--- START OF DATA LISTING ---
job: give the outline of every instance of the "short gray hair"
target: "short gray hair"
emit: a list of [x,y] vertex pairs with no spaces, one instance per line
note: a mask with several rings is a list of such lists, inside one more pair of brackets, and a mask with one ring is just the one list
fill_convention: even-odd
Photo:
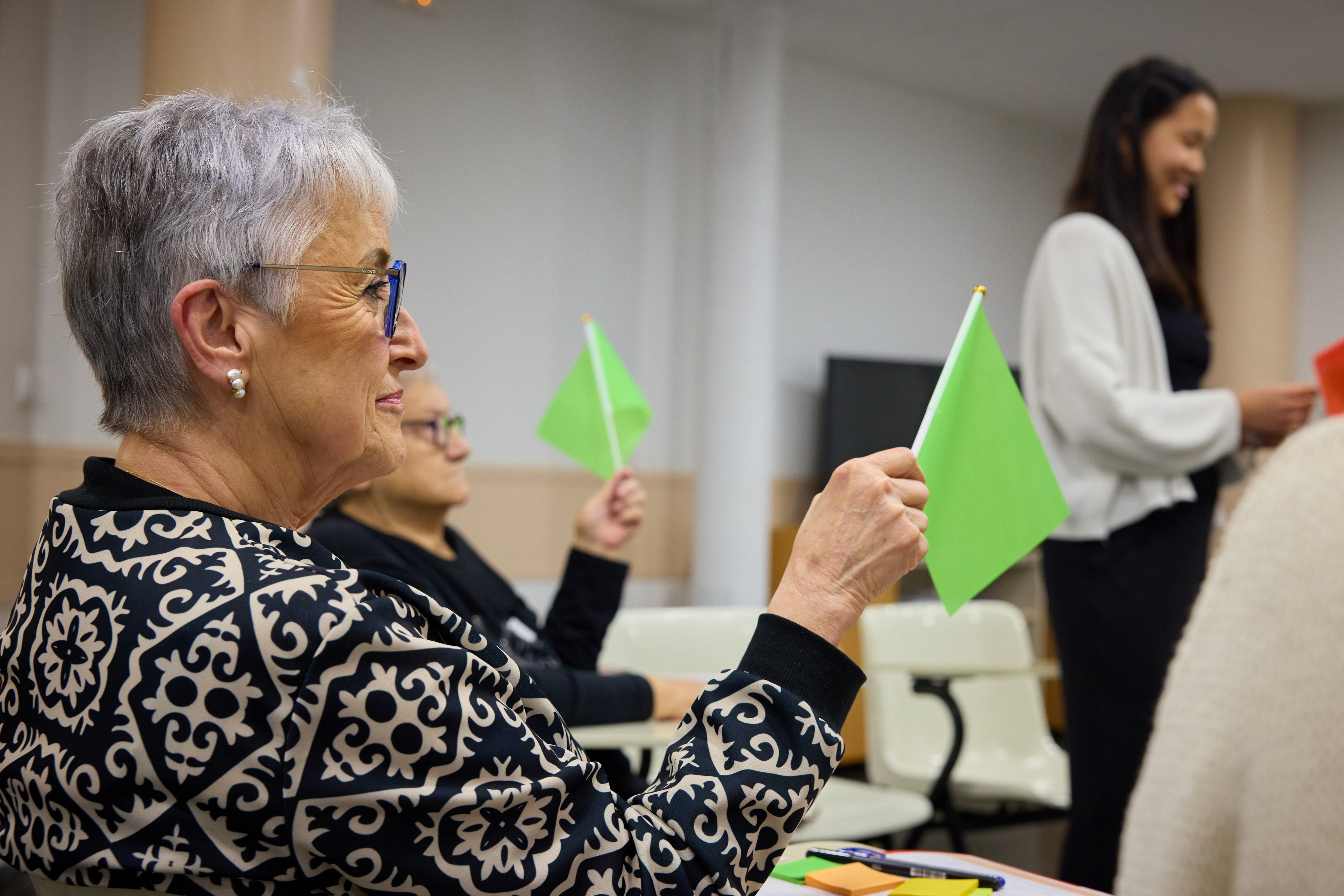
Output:
[[114,435],[180,427],[199,407],[173,329],[173,296],[216,279],[277,322],[297,263],[336,203],[398,212],[396,184],[348,106],[327,97],[237,102],[203,91],[109,116],[81,137],[55,187],[66,318]]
--- END OF DATA LISTING ---
Turn every line of the material above into a numbered list, skipping any blank lines and leaving out the pictures.

1. job: give the outline of every instance of the "short gray hair"
2. target: "short gray hair"
3. emit: a list of [x,y] vertex pairs with no spaces, one instance per line
4. note: a mask with several rings is a list of such lists, inside one more pair of brackets, and a mask with one ring is just the one list
5. fill_convention: even-odd
6. Photo:
7. Output:
8. [[114,435],[180,427],[199,407],[173,329],[173,296],[216,279],[277,322],[297,263],[336,203],[398,212],[396,184],[348,106],[327,97],[237,102],[203,91],[109,116],[81,137],[55,187],[66,318]]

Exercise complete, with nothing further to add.